◆ **Texto fuente**

Mas debo precisar, para que el diablo no se ría de la mentira, como decía mi madre, que a ese camino seguramente no llegué solo ni por propia voluntad aunque entonces no me diera cuenta: alguien, en algún momento, me mostró por dónde debía ir para llegar a él. Y es justo señalar que ese alguien atendía por Don Salvador (el don, y si con mayúscula mejor, era inexcusable para dirigirse a los mayores), un maestro que, aparte de Lengua Española nos daba también Dibujo y Gimnasia (las asignaturas, hasta las llamadas “marías”, también eran con mayúscula), y que sin embargo intentó inculcar en aquel pelotón de los torpes, en la tropilla de mocosos iletrados que entonces componíamos, la pasión por la lectura; didáctico empeño, todo hay que decirlo, al que nos resistíamos como leones en celo y con avispas en sus partes. Muy en serio, nos decía que había tres verbos que no admitían de ninguna de las maneras el modo imperativo: amar, soñar y leer. A lo mejor es que había leído a Borges. Seguramente sería algún “rojo peligroso”, uno de aquellos maestros represaliados por su afección a la República derrotada a sangre y fuego y obligado a impartir materias por las que sentía un, digamos, escaso cuando no nulo aprecio. De ahí, quizá, su andar cansino, su cartera raída, su infinita tristeza, su, en verso prestado por aquel otro profesor y poeta muerto de pena en el exilio francés, “torpe aliño indumentario”.

◆ **Tareas y ejercicios**
• 1. Resuma en dos oraciones el fragmento sobre el maestro Don Salvador.
• 2. Prosiga el fragmento sobre el maestro Don Salvador a partir de su última oración.

◆ **Registros del conjunto**
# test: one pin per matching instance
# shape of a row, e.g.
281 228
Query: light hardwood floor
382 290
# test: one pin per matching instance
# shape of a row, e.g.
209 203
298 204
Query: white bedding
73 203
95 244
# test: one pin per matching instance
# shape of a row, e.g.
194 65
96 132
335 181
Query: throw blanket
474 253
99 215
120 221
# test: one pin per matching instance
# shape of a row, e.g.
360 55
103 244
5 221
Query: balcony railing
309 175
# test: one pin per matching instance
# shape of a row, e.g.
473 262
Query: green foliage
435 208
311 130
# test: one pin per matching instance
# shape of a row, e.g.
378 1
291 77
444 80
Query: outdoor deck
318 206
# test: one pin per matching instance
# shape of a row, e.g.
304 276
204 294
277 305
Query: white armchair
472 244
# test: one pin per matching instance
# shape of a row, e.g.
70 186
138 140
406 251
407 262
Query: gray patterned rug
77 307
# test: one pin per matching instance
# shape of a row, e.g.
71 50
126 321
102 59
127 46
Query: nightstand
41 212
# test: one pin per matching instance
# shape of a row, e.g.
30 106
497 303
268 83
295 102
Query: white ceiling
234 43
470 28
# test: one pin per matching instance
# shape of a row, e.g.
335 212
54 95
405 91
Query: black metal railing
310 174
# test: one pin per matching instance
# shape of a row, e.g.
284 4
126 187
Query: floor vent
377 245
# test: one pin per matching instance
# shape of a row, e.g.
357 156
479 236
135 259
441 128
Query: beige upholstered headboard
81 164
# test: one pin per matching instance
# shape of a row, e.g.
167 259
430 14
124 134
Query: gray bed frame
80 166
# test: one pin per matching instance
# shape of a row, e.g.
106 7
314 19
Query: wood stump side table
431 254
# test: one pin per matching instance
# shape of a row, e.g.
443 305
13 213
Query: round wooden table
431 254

◆ **Respuestas**
• 1. Quien narra reconoce que llegó a ese camino guiado por Don Salvador, un maestro de Lengua Española, Dibujo y Gimnasia que intentó inculcar la pasión por la lectura a unos alumnos que se resistían y que afirmaba que amar, soñar y leer no admiten el modo imperativo. Quien narra supone que seguramente era uno de los maestros represaliados por su afección a la República y obligado a impartir materias que apenas apreciaba, lo que quizá explicaría su andar cansino, su cartera raída y su infinita tristeza.

• 2.
En la Gimnasia, por cierto, su esfuerzo y ahínco por fortalecer de paso nuestros enclenques cuerpecillos carecieron de fortuna. Era partidario del mens sana in corpore sano, pero sin fanatismos. Y nosotros tampoco es que le facilitáramos demasiado la labor: eso de correr por correr, sin un triste balón de por medio, pues como que no entraba en nuestros planes más inmediatos.
-Don Salvador -le decíamos recelosos y guasones-, no nos haga usted correr mucho, que correr es de cobardes.
En cuanto al tema del dibujo en ambas vertientes, artístico y técnico, yo, como diría Bartleby el escribiente, aquel personaje de Melville personificación arquetípica del insumiso pacífico, “preferiría no hacerlo”. Desde ya os digo que este es un tema que me resulta muy doloroso, mejor no meneallo: yo cojo un lápiz para dibujar y lo más que hago es rascarme la cabeza con él.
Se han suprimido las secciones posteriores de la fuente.